Stored items:
^^^^^^^^

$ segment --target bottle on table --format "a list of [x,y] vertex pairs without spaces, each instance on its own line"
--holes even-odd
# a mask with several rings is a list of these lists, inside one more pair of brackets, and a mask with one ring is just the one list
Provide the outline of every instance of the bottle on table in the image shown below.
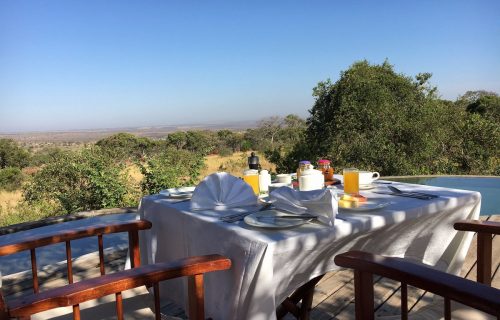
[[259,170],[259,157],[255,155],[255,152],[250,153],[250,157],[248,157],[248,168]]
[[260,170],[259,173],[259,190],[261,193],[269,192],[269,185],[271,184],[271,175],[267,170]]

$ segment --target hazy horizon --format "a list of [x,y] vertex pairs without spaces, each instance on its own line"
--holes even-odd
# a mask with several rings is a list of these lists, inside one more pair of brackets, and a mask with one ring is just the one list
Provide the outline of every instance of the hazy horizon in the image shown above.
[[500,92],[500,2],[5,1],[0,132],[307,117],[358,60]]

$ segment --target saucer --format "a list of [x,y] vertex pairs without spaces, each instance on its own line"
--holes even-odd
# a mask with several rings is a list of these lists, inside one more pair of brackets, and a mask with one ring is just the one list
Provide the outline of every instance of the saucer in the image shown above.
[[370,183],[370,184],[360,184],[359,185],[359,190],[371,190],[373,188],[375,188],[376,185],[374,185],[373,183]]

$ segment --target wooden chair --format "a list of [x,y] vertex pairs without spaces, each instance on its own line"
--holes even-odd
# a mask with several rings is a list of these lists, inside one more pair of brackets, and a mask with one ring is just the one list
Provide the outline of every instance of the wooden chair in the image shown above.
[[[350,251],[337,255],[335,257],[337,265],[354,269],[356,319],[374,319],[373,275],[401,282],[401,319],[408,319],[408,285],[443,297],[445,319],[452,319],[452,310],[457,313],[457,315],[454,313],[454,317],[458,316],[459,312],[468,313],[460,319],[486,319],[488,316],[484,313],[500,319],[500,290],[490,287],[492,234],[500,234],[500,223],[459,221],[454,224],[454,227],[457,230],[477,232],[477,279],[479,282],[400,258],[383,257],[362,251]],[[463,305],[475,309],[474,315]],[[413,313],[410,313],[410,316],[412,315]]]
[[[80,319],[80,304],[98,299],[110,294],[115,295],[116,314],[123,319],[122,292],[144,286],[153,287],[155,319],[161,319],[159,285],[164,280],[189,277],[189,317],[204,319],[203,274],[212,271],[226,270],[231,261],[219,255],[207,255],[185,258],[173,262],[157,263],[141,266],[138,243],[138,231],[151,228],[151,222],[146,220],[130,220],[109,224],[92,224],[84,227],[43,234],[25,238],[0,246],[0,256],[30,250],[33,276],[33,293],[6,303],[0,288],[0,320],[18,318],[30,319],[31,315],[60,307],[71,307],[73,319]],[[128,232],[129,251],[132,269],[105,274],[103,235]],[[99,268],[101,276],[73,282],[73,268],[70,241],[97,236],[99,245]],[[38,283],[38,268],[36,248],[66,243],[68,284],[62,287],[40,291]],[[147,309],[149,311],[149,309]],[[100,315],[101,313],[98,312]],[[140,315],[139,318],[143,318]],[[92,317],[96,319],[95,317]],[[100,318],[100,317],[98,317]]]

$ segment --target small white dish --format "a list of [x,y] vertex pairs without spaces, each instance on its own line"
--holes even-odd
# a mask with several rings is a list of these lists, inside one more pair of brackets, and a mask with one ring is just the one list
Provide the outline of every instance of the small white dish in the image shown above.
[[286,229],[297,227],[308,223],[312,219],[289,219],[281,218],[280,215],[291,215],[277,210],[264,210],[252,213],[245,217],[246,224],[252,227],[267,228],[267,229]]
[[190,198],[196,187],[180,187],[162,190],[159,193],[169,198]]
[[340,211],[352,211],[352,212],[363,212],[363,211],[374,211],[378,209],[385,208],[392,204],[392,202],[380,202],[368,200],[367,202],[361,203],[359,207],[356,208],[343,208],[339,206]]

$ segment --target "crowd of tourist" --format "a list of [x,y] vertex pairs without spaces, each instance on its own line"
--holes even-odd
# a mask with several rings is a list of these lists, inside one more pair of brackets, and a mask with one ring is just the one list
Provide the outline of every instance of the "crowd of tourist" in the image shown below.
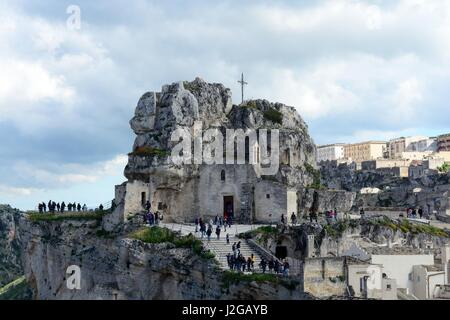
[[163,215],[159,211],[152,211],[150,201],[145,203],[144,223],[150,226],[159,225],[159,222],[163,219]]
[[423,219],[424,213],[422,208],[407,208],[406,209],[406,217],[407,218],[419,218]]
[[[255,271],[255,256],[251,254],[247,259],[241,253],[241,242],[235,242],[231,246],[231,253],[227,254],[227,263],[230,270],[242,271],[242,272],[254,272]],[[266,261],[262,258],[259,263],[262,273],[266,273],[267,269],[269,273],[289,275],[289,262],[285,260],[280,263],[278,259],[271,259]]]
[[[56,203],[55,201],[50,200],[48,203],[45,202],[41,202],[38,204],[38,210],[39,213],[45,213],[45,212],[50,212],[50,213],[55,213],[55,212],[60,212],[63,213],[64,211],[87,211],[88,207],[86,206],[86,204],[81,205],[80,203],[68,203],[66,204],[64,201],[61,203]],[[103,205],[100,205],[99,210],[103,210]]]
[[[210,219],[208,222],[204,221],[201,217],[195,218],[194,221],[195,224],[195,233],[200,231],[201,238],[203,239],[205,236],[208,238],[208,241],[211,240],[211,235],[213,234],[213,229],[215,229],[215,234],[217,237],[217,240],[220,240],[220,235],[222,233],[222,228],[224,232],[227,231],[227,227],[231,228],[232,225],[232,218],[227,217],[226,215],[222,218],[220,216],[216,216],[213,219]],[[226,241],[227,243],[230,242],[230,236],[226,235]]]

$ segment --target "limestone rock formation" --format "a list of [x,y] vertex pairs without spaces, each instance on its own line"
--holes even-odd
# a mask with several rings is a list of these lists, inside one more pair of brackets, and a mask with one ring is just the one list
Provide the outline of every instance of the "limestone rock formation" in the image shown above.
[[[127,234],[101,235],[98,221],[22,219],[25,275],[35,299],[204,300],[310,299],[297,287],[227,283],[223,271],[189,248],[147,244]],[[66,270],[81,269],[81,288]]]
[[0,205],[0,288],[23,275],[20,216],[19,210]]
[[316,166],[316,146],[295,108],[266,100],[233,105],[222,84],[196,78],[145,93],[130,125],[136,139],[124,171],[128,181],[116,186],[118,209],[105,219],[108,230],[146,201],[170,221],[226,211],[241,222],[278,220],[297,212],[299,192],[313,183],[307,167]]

^^^^^^^^

> _Work request_
Print all of the data exactly, and do not carry over any pictures.

> _Answer to this task_
$ segment --target bottle on table --format "a list of [x,y] vertex pairs without spaces, each instance on its own line"
--holes even-odd
# a mask with several rings is a list of these lists, inside one more pair of brackets, and a mask with one ring is just the one list
Provide the outline of every instance of the bottle on table in the image shown below.
[[259,170],[259,157],[255,155],[255,152],[250,153],[250,157],[248,157],[248,168]]
[[260,170],[259,173],[259,190],[261,193],[269,192],[269,185],[271,184],[271,175],[267,170]]

$ segment --target hazy horizon --format "a list of [x,y] vertex pairs without spaces, each instance on its own line"
--holes even-odd
# a mask with several rings is a list of these lists, inside one more pair of brackets, and a mask with one ring is just the one list
Provide the outline of every instance of the hazy horizon in the image shown above.
[[500,92],[500,2],[5,1],[0,132],[307,117],[358,60]]

$ segment --target saucer --format "a list of [x,y] vertex pairs without spaces, each instance on its own line"
--holes even-odd
# a mask with several rings is a list of these lists, inside one more pair of brackets, and a mask with one ring is just the one list
Provide the outline of every instance of the saucer in the image shown above.
[[370,183],[370,184],[360,184],[359,185],[359,190],[371,190],[373,188],[375,188],[376,185],[374,185],[373,183]]

$ segment --target wooden chair --format "a list of [x,y] vertex pairs without spaces, each instance on its own line"
--holes even-odd
# a mask with several rings is a list of these lists, inside one more pair of brackets, and a mask with one ring is just the one list
Provide the outline of every instance of the wooden chair in the image shown above.
[[[350,251],[337,255],[335,257],[337,265],[354,269],[356,319],[374,319],[373,275],[401,282],[401,319],[408,319],[408,285],[443,297],[445,319],[452,319],[452,310],[457,313],[457,315],[454,313],[454,317],[458,316],[459,312],[468,313],[460,319],[486,319],[488,316],[484,313],[500,319],[500,290],[490,287],[492,234],[500,234],[500,223],[459,221],[454,224],[454,227],[457,230],[477,232],[477,279],[479,282],[400,258],[383,257],[362,251]],[[463,305],[475,309],[474,315]],[[413,313],[410,313],[410,316],[412,315]]]
[[[80,319],[80,304],[98,299],[110,294],[115,295],[116,314],[123,319],[122,292],[144,286],[153,287],[155,319],[161,319],[159,285],[164,280],[189,277],[189,317],[204,319],[203,274],[212,271],[226,270],[231,261],[219,255],[207,255],[185,258],[173,262],[157,263],[141,266],[138,243],[138,231],[151,228],[151,222],[146,220],[130,220],[109,224],[92,224],[84,227],[43,234],[25,238],[0,246],[0,256],[30,250],[33,276],[33,293],[6,303],[0,288],[0,320],[18,318],[30,319],[31,315],[60,307],[71,307],[73,319]],[[128,232],[129,251],[132,269],[105,274],[103,235]],[[99,268],[101,276],[73,282],[73,268],[70,241],[97,236],[99,245]],[[38,283],[38,268],[36,248],[66,243],[68,284],[62,287],[40,291]],[[147,309],[149,311],[149,309]],[[100,315],[101,313],[98,312]],[[140,315],[139,318],[143,318]],[[92,317],[96,319],[95,317]],[[100,318],[100,317],[98,317]]]

$ segment --target small white dish --format "a list of [x,y] vertex pairs without spaces, each instance on its own line"
--holes even-odd
# a mask with several rings is a list of these lists, inside one more pair of brackets, and a mask with one ring is just the one list
Provide the outline of every instance of the small white dish in the image shown above.
[[286,229],[297,227],[308,223],[312,219],[289,219],[281,218],[280,215],[291,215],[277,210],[264,210],[252,213],[245,217],[246,224],[252,227],[267,228],[267,229]]
[[190,198],[196,187],[180,187],[162,190],[159,193],[169,198]]
[[340,211],[352,211],[352,212],[363,212],[363,211],[374,211],[378,209],[385,208],[392,204],[392,202],[380,202],[368,200],[367,202],[361,203],[359,207],[356,208],[343,208],[339,206]]

$ segment --target "crowd of tourist" --format "a list of [x,y] vertex pairs without spaces, each instance on its own line"
--holes even-odd
# a mask with several rings is a list of these lists, inside one more pair of brackets, and a mask with one ring is just the one list
Provide the outline of every instance of the "crowd of tourist" in the image shown below.
[[163,215],[159,211],[152,211],[150,201],[145,203],[144,223],[150,226],[159,225],[159,222],[163,219]]
[[423,219],[424,213],[422,208],[407,208],[406,209],[406,217],[407,218],[419,218]]
[[[255,271],[255,256],[251,254],[247,259],[241,253],[241,242],[235,242],[231,246],[231,253],[227,254],[227,263],[230,270],[242,271],[242,272],[254,272]],[[266,261],[262,258],[259,263],[262,273],[266,273],[267,269],[269,273],[289,275],[289,262],[285,260],[280,263],[278,259],[271,259]]]
[[[56,203],[55,201],[50,200],[48,203],[45,202],[41,202],[38,204],[38,210],[39,213],[45,213],[45,212],[50,212],[50,213],[55,213],[55,212],[60,212],[63,213],[64,211],[87,211],[88,207],[86,206],[86,204],[81,205],[80,203],[68,203],[66,204],[64,201],[61,203]],[[103,205],[100,205],[99,210],[103,210]]]
[[[210,219],[208,222],[204,221],[201,217],[195,218],[194,221],[195,224],[195,233],[200,231],[201,238],[203,239],[205,236],[208,238],[208,241],[211,240],[211,235],[213,234],[213,229],[215,229],[215,234],[217,237],[217,240],[220,240],[220,235],[222,233],[222,228],[224,232],[227,231],[227,227],[231,228],[232,225],[232,218],[227,217],[226,215],[222,218],[220,216],[216,216],[213,219]],[[226,241],[227,243],[230,242],[230,236],[226,235]]]

$ segment --target "limestone rock formation" --format "a list of [x,y] vertex pairs without spaces, each instance on its own line"
--holes even-odd
# a mask with several rings is a list of these lists, inside one more pair of brackets, and a mask with one ring is just the one list
Provide the outline of every instance of the "limestone rock formation" in the image shown above.
[[[127,234],[101,235],[98,221],[22,219],[25,275],[35,299],[204,300],[310,299],[297,287],[227,283],[223,271],[189,248],[147,244]],[[66,270],[81,269],[81,288]]]
[[0,205],[0,288],[23,275],[20,216],[19,210]]
[[316,166],[316,146],[295,108],[266,100],[233,105],[222,84],[196,78],[145,93],[130,125],[136,139],[124,171],[128,181],[116,186],[118,209],[105,219],[108,230],[146,201],[170,221],[226,211],[241,222],[278,220],[297,212],[299,192],[313,183],[307,167]]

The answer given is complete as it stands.